(Coordinate annotation items)
□ □ □ □

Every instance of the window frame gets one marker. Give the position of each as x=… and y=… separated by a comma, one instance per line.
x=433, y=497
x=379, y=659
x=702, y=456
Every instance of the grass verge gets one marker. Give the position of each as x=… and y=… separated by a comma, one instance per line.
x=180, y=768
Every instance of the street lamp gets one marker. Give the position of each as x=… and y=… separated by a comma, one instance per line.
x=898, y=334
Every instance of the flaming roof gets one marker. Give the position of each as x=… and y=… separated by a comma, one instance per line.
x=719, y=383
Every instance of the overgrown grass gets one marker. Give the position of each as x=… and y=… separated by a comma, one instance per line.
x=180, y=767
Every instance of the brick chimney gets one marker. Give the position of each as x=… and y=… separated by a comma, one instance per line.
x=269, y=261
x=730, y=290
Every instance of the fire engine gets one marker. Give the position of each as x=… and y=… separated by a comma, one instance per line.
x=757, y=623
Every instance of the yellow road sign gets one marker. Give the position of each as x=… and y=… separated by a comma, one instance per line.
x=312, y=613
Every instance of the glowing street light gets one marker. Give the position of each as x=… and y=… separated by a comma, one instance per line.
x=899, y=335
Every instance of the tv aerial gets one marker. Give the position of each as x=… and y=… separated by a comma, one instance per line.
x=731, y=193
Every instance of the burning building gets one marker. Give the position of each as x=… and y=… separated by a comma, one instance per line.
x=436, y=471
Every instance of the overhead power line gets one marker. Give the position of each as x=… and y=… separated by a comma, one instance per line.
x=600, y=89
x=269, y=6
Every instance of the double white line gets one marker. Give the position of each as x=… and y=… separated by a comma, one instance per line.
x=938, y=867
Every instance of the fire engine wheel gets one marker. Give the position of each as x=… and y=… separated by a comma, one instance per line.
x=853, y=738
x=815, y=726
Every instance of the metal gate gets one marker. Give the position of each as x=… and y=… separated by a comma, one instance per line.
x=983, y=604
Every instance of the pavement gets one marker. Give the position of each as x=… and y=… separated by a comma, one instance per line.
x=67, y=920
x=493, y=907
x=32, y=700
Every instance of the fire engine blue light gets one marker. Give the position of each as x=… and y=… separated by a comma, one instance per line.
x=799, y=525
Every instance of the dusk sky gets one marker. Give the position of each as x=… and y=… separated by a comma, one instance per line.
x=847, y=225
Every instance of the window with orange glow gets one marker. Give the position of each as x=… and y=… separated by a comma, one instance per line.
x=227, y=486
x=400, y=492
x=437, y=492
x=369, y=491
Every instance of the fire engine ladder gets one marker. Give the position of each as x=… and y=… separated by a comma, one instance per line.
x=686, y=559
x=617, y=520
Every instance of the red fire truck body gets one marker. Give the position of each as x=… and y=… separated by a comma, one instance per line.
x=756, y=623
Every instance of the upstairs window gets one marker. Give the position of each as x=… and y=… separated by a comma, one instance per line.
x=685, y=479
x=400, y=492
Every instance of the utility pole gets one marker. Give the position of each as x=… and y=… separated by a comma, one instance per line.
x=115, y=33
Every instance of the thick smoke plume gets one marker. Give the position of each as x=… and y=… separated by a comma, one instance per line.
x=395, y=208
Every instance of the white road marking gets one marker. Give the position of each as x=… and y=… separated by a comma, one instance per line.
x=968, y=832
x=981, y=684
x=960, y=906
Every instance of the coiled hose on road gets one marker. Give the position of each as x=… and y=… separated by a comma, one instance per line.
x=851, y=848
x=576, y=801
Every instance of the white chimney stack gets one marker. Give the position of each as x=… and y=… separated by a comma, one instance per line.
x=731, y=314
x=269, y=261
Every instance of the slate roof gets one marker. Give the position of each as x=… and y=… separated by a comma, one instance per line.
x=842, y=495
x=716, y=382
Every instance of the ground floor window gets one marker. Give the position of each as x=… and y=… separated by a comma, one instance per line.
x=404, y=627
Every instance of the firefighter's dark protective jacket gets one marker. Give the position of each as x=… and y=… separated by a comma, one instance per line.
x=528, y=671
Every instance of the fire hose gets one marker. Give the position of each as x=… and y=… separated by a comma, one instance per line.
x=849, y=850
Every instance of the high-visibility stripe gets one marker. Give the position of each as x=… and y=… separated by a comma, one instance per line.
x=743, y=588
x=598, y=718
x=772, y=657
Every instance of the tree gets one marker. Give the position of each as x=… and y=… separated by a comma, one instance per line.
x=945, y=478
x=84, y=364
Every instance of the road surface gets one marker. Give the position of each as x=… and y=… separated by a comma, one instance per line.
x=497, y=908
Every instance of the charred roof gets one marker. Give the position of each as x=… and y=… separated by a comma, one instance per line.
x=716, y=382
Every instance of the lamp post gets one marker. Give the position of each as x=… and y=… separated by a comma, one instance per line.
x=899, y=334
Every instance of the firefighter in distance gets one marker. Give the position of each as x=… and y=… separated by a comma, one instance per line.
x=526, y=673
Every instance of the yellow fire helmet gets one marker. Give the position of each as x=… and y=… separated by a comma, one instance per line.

□ □ □ □

● WORK TO COMPLETE: Copy out every one of the items above word for word, keeping each line as it appears.

● WRITTEN RESPONSE:
Every instance of the window frame gets one marker. Give the position of each as x=… and y=… separated by a comma, one instance per line.
x=433, y=497
x=379, y=659
x=702, y=456
Every instance of the grass verge gets one marker. Give the position of each as x=… and y=… separated by a comma, one instance per line.
x=180, y=768
Every instance of the street lamp gets one marker. Give the position of each as x=… and y=… separated by a comma, one instance per line.
x=898, y=334
Every instance of the flaming roof gets one marker. Give the position of each as x=… and y=… separated by a comma, one instance per line.
x=719, y=383
Every instance of the overgrown grass gets one marker. Give the position of each as x=… and y=… separated by a comma, one instance per line.
x=180, y=767
Every instance of the brick chimney gets one marker. Give the position of each as x=… and y=… separated by a comma, one instance per line.
x=269, y=261
x=730, y=290
Every instance of the fire engine gets one marker. Give the position of each as x=… and y=… separated by a comma, one instance per line.
x=757, y=623
Every instance of the yellow road sign gets one marker. Give the position of each as x=… and y=… separated by a comma, one instance per line.
x=312, y=613
Every instance of the glowing street light gets one marker. Give the position of each as x=… and y=… separated by a comma, one instance per line.
x=899, y=335
Every instance of the tv aerial gets one marker. Give the position of each as x=… and y=… separated by a comma, one instance per line.
x=731, y=193
Every instance of the burning building gets one marker. Give the position of each as x=… and y=… separated by a comma, one instance per line.
x=436, y=471
Every instance of the overhead power line gets one marker. Give the position of each as x=… and y=… separated by a comma, one instance per line.
x=600, y=89
x=269, y=6
Every instance of the double white line gets one marker. Give the position of each as x=… and y=… separated by a comma, one instance per line.
x=938, y=867
Every instance of the fire engine wheel gets one marker. Give the position of each as x=… and y=… separated by a comma, one instance per line.
x=853, y=738
x=815, y=726
Every instance of the metal gate gets one marker. Give the position of each as x=… and y=… separated by a comma, one instance per line.
x=983, y=604
Every instance of the pavement gets one marker. Give the position of each as x=… and y=… separated by a comma, one instance per line.
x=67, y=920
x=493, y=907
x=32, y=700
Every instance of the fire engine blue light gets one marker. Give the position of each as x=… and y=… separated by a comma, one instance per line.
x=799, y=525
Every instance of the dusk sky gets one marker. Give the position of each as x=… and y=… separated by a comma, one instance per line.
x=847, y=225
Every instance of the window with orange glow gets one marker. Give the position of each as x=… and y=… separated by a comma, one instance per line.
x=227, y=486
x=400, y=492
x=437, y=492
x=369, y=491
Every instance of the fire engine ladder gets one marker. Give the position of each as x=… and y=… separated by a comma, one instance per line.
x=686, y=559
x=617, y=520
Every instance of the red fire truck body gets one marker. Give the position of each as x=… and y=… separated by a comma, one instance per line.
x=756, y=623
Every instance of the upstairs window gets one marker. Give the position of each as x=… and y=… separated by a comma, one instance per line.
x=685, y=479
x=400, y=492
Every instance of the utility pole gets one marker. Give the position of each as x=… and y=… separated by a comma, one instance per line.
x=115, y=33
Every instance of the thick smoke plume gets one marker. Give the position of each as x=… and y=… separated by a comma, one instance per line.
x=395, y=208
Every instance of the white road marking gets one marker. Give the position of each as x=… and y=… separated by a comma, one instance per line.
x=968, y=832
x=981, y=684
x=960, y=906
Every instance of the coiled hose on road gets one marker. Give the position of each as x=… and y=… separated by a comma, one instance per line.
x=851, y=848
x=576, y=801
Every instance of the white chimney stack gets one marker. Give the position of each as x=… and y=… separated by a comma, one instance per line.
x=731, y=314
x=269, y=261
Every instance of the slate roof gets one marker. Give the position of each as x=… and y=… separated by a comma, one instance per line.
x=842, y=495
x=716, y=382
Every instance of the ground floor window gets one marker. Give the position of each as x=… and y=… separated by a comma, one instance per line.
x=404, y=627
Every instance of the firefighter's dark protective jacket gets one marker. Give the position of each as x=… and y=… separated by a comma, one instance per line.
x=528, y=671
Every instance of the fire hose gets one marker. Give the position of each as x=… and y=… separated by a comma, one instance per line.
x=849, y=850
Every instance of the high-visibility stripe gets one marker. Give the position of each as x=… and y=… separated by a comma, one instance per line.
x=743, y=588
x=598, y=718
x=772, y=657
Every instance of the tree gets one marker. Give the position of each as x=… and y=… separated by a comma, one instance per line.
x=945, y=478
x=84, y=364
Every instance of the road surface gets one marker. Give the position of each as x=… and y=… separated by a comma, one instance per line.
x=497, y=908
Every instance of the charred roof gets one marker. Give the position of each as x=… and y=… separated by a comma, one instance per line.
x=716, y=382
Every instance of the lamp post gets one marker. Give the position of each as x=… and y=… separated by a comma, one instance per line.
x=899, y=334
Every instance of the firefighter in distance gets one marker. Give the position of each as x=… and y=… separated by a comma, one instance per line.
x=526, y=673
Every instance of the yellow fire helmet gets one marker. Give the position of each as x=… and y=… separated by a comma, one instance per line.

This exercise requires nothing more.